Übungsaufgaben —
**A)** Mit welcher Photoshop-Version arbeitet Muster Max nach eigener Aussage in der Forumsdiskussion über das gleichschenklige Dreieck in Photoshop?
**B)** Prüfen Sie, ob die folgenden Aussagen mit der Forumsdiskussion über das gleichschenklige Dreieck in Photoshop übereinstimmen: (i) Boromir rät, den Pfad mit einer harten Pinselspitze zu füllen. (ii) DaaN zufolge funktioniert die Funktion auch mit PS 6.0. (iii) Boromir hat das Dreieck als Formebene angelegt.
**C)** Führen Sie die Forumsdiskussion über das gleichschenklige Dreieck in Photoshop im Anschluss an den letzten Beitrag weiter.

Textauszug —
>>>>>

# Tutorial: Gleichschenkliges Dreieck in PS



## Pazu (18. Mai 2007)

---edit---


----------



## Boromir (18. Mai 2007)

Hallo Pazu,

warum so umständlich? Nimm das Polygonwerkzeig, 3 Seiten und Pfad, zieh dein Dreieck auf und fülle den Pfad mit einer harten Pinselspitze (z.B. 2 px). Schon hast du dein gleichschenkliges Dreieck.

Boromir


----------



## Muster Max (18. Mai 2007)

In Photoshop gibt es doch eigentlich direkt die Möglichkeit über das "*Eigene-Formen-Werk-
zeug*" ein gleichschenkliges, gleichseitiges Dreick zu erstellen, das mit
dieser Methode hier sogar noch variabel in der Größe anpassbar bleibt.


----------



## Boromir (18. Mai 2007)

Hallo MusterMax,

das meinte ich doch auch. Ich habe es nur als reinen Pfad angelegt, auf deinem Bild wird doch eine Formebene angelegt. Das Dreieck bleibt aber das selbe. Nun noch mal eine Frage, wenn man das Dreieck nun auf dem Weg den wir beide beschrieben haben anlegt, ist es doch gleichschenklig und gleichseitig oder nicht?

Boromir


----------



## Muster Max (18. Mai 2007)

Ja Boromir, verzeih bitte, manchmal überlese ich wichtige Dinge irgendwie unbeabsichtigt.
Mein Beitrag ist dann ja eigenltich überflüssig gewesen  .Beim nächsten mal werde
ich den Text aufmerksamer lesen.

mfg Muster Max


----------



## DaaN (18. Mai 2007)

@MusterMax

die Funktion geht aber leider nicht mit PS 6.0


----------



## Muster Max (18. Mai 2007)

Das mag sein, da Adobe erst ab der Version 7 wohl angefangen hat sich über die bessere
Handhabung des Pfadwerkzeuges und seiner vielseitigen Einsatzmöglichkeiten gedanken
zu machen. Ich selbst arbeite mit der Version CS.

<<<<<

[Zeilen aus einem Datensatz]
>>>>>

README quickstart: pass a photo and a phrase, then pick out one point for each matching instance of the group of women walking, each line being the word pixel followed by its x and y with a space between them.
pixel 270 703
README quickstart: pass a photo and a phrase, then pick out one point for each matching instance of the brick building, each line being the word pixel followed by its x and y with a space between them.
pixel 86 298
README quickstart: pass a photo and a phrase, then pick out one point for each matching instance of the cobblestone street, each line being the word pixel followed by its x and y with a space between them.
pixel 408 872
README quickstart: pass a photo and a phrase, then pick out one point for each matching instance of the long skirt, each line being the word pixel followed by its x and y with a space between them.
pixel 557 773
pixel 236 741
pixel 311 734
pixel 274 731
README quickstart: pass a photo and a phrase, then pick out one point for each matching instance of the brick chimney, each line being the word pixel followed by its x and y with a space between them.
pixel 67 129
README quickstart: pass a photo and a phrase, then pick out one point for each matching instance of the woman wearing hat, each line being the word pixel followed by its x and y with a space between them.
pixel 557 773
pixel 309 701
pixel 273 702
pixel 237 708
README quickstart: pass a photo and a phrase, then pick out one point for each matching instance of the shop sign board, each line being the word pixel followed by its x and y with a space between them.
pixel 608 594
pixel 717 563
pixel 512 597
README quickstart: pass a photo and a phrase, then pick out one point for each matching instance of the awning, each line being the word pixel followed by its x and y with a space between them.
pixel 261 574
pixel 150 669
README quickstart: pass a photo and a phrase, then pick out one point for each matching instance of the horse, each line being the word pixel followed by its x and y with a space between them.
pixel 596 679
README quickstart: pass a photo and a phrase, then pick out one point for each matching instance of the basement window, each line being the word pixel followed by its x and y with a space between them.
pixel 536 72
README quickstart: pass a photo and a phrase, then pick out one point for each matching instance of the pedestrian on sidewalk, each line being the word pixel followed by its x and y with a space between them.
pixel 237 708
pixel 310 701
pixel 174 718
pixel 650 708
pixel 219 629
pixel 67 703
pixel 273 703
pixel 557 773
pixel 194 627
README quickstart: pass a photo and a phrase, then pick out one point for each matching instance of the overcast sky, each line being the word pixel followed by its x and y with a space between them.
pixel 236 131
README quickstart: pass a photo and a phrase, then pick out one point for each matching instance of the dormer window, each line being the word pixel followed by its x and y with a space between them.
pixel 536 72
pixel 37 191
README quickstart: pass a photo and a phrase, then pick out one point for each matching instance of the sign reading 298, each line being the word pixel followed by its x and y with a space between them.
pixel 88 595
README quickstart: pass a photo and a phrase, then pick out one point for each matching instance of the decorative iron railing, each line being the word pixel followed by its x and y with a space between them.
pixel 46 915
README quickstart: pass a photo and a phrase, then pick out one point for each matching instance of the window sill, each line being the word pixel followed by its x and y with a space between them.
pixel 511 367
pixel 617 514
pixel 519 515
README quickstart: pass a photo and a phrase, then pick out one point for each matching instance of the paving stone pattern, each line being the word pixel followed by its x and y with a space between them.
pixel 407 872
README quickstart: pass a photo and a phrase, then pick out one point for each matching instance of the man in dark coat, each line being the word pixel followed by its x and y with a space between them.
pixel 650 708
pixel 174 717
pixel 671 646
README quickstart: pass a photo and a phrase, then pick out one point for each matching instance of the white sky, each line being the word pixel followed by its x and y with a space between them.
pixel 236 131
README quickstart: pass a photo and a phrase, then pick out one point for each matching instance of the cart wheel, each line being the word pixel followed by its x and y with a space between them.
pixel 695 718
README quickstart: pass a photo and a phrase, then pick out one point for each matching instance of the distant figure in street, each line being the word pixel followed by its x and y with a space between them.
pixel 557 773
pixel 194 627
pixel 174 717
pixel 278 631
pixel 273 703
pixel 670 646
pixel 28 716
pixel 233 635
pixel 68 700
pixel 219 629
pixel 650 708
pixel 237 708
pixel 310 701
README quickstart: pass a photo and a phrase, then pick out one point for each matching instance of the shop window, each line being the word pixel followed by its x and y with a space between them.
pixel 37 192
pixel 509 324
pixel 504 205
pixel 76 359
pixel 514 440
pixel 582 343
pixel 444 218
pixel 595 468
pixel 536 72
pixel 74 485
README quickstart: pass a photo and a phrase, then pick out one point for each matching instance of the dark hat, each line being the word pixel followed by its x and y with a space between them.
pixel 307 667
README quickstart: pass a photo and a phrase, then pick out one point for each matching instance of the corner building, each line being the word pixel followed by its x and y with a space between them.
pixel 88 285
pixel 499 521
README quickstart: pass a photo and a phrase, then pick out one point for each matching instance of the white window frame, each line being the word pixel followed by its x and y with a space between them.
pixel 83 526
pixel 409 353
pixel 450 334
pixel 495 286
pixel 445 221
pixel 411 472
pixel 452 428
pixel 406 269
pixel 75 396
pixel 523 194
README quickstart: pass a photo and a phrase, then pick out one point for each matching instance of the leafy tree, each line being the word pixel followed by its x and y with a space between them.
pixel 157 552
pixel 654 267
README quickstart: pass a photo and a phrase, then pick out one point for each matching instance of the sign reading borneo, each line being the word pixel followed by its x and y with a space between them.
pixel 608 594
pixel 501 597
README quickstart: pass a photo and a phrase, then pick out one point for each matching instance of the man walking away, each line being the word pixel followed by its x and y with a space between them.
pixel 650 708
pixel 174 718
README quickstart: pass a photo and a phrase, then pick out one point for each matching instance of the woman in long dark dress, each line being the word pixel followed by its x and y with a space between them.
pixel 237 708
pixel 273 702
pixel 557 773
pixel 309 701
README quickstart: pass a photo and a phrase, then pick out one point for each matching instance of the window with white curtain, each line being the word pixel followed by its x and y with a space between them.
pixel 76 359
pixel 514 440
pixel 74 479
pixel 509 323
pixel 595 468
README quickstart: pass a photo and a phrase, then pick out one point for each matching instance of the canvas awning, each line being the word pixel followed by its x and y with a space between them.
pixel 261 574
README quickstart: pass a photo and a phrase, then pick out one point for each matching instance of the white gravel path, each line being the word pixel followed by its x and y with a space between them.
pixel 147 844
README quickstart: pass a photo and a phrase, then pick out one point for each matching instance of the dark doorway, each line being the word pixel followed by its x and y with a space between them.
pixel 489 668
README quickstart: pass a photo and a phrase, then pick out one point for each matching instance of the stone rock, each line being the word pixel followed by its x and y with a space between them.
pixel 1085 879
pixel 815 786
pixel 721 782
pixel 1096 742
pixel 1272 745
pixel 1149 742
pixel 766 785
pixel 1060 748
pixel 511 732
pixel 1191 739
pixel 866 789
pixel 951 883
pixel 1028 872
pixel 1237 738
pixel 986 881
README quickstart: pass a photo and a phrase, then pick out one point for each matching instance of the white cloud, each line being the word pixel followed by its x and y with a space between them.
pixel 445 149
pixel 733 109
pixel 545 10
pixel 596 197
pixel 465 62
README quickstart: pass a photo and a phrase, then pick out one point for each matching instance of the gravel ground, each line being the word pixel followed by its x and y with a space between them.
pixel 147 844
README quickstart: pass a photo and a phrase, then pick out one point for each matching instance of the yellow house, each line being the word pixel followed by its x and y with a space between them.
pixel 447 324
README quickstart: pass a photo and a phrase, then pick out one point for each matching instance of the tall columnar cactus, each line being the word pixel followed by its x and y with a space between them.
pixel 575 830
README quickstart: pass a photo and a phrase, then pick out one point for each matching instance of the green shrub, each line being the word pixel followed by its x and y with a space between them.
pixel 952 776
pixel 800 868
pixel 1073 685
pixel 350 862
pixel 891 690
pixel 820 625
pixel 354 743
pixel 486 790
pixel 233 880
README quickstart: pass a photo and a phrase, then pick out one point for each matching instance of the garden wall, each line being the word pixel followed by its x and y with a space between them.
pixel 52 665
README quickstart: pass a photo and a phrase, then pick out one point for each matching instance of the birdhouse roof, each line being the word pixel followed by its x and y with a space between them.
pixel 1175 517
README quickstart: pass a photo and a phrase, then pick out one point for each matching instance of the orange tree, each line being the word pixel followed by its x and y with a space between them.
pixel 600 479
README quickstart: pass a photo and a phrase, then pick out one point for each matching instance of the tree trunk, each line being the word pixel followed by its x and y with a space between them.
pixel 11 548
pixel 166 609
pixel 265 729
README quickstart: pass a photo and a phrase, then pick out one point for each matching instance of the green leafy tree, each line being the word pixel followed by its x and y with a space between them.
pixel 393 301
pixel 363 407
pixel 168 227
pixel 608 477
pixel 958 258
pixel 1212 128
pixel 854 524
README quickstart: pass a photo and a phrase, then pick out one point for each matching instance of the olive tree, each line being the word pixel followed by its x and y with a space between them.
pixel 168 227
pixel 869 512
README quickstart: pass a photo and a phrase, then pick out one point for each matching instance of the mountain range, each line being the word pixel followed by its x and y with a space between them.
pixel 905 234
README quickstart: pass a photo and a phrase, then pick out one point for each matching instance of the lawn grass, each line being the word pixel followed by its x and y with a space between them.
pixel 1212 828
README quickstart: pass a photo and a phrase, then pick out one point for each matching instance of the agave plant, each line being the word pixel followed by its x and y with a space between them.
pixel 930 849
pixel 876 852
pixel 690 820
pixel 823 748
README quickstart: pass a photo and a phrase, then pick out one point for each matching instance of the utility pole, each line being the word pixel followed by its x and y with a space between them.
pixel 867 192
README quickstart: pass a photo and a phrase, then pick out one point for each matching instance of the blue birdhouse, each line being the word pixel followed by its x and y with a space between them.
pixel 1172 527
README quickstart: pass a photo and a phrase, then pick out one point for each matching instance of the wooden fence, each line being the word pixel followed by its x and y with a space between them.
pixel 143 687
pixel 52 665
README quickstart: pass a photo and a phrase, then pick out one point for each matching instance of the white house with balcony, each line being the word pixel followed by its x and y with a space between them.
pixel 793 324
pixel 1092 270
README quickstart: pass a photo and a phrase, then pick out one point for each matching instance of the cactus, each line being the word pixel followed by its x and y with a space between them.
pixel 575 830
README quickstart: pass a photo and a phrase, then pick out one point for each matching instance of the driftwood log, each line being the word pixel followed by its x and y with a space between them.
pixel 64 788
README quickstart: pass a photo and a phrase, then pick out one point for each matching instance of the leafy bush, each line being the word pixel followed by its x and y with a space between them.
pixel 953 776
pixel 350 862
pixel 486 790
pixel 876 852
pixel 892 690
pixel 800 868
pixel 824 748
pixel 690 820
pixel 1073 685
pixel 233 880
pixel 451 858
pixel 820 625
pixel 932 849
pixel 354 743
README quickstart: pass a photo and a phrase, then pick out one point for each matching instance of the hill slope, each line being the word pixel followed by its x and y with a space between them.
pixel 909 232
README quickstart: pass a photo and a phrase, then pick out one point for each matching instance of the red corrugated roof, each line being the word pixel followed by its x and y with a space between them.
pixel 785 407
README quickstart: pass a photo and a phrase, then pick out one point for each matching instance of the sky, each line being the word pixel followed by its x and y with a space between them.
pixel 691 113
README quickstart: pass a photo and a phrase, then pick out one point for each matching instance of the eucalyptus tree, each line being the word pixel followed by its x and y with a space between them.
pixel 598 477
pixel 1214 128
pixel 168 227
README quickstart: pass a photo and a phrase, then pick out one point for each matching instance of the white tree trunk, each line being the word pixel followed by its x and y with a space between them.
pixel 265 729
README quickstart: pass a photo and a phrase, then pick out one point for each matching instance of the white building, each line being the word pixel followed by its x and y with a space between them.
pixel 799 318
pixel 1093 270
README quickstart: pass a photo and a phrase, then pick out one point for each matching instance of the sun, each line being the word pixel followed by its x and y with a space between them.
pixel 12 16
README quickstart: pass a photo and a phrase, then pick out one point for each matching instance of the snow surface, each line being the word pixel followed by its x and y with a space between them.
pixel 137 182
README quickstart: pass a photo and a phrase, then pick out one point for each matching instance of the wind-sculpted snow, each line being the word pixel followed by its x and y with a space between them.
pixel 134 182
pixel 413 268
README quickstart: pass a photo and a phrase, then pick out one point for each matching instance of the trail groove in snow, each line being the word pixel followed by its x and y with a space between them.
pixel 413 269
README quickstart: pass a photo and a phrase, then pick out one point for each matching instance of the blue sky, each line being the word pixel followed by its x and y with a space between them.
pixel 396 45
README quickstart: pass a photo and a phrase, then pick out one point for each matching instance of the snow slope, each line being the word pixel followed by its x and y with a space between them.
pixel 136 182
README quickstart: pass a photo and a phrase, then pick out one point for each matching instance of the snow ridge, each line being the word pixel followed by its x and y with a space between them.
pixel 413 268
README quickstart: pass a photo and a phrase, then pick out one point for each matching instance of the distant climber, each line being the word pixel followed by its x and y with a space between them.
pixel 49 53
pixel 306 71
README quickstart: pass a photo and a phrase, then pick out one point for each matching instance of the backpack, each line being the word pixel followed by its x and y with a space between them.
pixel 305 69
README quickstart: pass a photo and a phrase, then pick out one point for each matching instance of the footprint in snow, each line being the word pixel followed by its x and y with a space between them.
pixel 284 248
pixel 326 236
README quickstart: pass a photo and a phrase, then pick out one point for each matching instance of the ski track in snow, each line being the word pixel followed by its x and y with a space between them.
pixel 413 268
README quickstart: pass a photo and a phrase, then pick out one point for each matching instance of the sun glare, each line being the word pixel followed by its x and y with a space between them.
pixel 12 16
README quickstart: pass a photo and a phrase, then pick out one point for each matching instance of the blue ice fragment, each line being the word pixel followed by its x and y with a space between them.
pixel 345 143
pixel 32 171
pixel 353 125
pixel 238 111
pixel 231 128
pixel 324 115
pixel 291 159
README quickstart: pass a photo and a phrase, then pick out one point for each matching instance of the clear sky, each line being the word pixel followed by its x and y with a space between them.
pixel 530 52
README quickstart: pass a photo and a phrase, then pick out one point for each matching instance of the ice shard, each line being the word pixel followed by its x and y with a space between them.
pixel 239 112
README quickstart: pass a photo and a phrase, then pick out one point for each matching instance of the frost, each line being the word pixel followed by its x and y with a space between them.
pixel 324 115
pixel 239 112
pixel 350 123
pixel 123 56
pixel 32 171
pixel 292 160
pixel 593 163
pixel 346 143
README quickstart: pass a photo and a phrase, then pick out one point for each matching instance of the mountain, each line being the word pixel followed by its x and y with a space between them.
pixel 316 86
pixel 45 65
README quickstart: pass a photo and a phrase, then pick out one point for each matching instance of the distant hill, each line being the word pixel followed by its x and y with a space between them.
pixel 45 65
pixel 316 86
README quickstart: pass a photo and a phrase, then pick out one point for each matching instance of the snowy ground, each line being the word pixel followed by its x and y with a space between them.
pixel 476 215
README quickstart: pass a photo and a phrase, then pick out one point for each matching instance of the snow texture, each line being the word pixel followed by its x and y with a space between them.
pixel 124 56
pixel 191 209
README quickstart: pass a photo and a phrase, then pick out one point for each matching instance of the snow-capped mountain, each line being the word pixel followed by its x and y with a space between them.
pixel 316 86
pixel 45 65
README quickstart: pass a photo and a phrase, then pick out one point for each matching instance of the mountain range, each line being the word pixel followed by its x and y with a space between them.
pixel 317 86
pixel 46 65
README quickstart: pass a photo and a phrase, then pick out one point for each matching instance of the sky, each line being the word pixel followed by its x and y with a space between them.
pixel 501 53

<<<<<

Lösungen —
**A)** Mit der Version CS.

**B)**
(i) Ja: „fülle den Pfad mit einer harten Pinselspitze (z.B. 2 px)“
(ii) Nein: „die Funktion geht aber leider nicht mit PS 6.0“
(iii) Nein: „Ich habe es nur als reinen Pfad angelegt“

**C)**
In Photoshop 6.0 würde ich das ganze dann über ein paar geschickt platzierte Hilfslinien
lösen die ich mit dem Pfadwerkzeug verbinden würde. Abschließend müsste man dann
nur noch wie oben bereits mehrfach erwähnt die Pfadkontur füllen. Wenn man im Umgang
mit dem Pfadwerkzeug geübt ist, sollte das eigentlich genauso zügig vollzogen sein.

Oder man löst das ganze über sein pdf Tutorial. Wie immer führen hier wohl zahlreiche
wege nach Rom und jeder kann so die Technik wählen mit der er am besten zurecht kommt.


----------



## Beppone (21. Mai 2007)

Hi.

ich löse das über die Kombi FreehandMX und PS.

Beliebig komplexe Form in Freehand erstellt, "Kopieren spezial" (läßt das Format für die Zwischenablage wählen), mit Apfel + Tab in PS gewechselt und dann "einsetzen".

Wüßte nicht, was schneller und/oder präziser gehen sollte, wenn die Form mal komplexer wird... zB das Dreieck eine definierte Kantenlänge UND Eckradius UND Aussparung etc haben soll..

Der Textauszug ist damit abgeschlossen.